Что, согласно отрывку о частушке «Любовь сушит человека», подразумевает постоянная в фольклоре связь между любовью и аптекой?

### ПРИВЕДЁННЫЙ ОТРЫВОК
--
Любовь сушит человека. — Из частушки, известной еще до революции:

На горе стоит аптека,

Любовь сушит человека.

Дорогой мой Колечка,

Люби меня тихонечко

[см., например, Сборник великорусских частушек, 147]. В некоторых сборниках ограничена первыми двумя строками. В отдельных версиях строки 3-4 звучат: Повенчаться — да не венчаться, / Эх, да лишь в аптеку постучаться. Связь между любовью и аптекой (т. е. покупкой яда от несчастной любви) в фольклоре постоянна. Ср.: От любови нет излеки / Ни в больнице, ни в аптеке [Сборник..., 415] или памятную радиослушателям 40-х гг. песню серебряного фолк-сопрано Татьяны Благосклоновой " В моем садочке...":

Пойду в аптеку, куплю яду — 

Аптекарь яду не дает:

"Така молоденька девчонка

Из-за любови пропадет".

В пародийной переделке:

На горе стоит аптека,

И пускай себе стоит.

Ах, зачем у человека

Ежедневный аппетит

[Дон-Аминадо, Эмигрантские частушки (1928)]. Частушка про аптеку цитируется в фельетонах и прозе [М. Булгаков, Аптека, Гудок 07.01.25, Ранняя неизвестная проза; Г. Венус, Зяблики в латах (1928), гл. III.1, идр.].
--
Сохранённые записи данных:
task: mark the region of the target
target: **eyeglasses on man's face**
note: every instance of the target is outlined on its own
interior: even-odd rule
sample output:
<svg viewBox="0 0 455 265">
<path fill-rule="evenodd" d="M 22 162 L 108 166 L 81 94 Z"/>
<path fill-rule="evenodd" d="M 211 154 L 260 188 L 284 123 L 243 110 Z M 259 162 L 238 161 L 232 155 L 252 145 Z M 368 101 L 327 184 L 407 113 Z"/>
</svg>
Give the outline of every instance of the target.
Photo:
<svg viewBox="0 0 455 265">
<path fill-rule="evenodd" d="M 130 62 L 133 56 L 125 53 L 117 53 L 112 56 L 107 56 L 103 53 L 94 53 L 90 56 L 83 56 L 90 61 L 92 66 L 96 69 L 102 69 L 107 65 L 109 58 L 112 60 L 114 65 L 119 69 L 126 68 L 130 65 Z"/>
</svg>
--
### РЕЗУЛЬТАТ ВЫПОЛНЕНИЯ
Она подразумевает покупку яда от несчастной любви.